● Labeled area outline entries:
────────────────────────────────────────

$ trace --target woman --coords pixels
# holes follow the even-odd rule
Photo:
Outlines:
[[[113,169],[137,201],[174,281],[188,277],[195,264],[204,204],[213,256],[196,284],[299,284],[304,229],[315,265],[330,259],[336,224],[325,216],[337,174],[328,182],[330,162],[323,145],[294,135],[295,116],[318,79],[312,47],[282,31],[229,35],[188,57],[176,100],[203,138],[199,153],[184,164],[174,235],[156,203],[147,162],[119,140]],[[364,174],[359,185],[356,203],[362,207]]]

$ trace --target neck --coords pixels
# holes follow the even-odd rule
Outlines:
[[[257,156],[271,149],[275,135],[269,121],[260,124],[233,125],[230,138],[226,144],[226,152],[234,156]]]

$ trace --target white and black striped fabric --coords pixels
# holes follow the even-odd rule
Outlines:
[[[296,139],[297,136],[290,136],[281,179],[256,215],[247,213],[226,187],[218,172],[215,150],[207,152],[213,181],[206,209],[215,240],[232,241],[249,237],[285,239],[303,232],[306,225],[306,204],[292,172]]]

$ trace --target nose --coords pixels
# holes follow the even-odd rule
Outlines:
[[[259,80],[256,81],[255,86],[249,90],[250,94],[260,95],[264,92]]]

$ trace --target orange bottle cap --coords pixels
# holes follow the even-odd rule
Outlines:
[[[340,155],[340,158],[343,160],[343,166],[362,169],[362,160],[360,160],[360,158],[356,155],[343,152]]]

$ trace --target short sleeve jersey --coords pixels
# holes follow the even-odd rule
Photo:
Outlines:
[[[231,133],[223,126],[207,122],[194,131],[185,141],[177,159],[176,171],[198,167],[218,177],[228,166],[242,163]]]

────────────────────────────────────────

● AIM: Rewrite everything from the line containing "nose --coords pixels" down to the end of the entries, swapping "orange" for "blue" and keeping all else the same.

● SOLUTION FOR THIS PROBLEM:
$ trace --target nose --coords pixels
# holes follow the even-odd rule
Outlines:
[[[259,80],[256,81],[255,86],[249,90],[250,94],[260,95],[264,92]]]

$ trace --target blue bottle cap --coords pixels
# holes follow the even-odd rule
Outlines:
[[[340,155],[340,158],[343,160],[343,166],[362,169],[362,160],[360,160],[360,158],[356,155],[343,152]]]

$ trace --target short sleeve jersey --coords pixels
# holes follow the even-odd rule
Photo:
Outlines:
[[[231,133],[223,126],[207,122],[194,131],[185,141],[177,159],[176,171],[198,167],[218,177],[228,166],[242,163]]]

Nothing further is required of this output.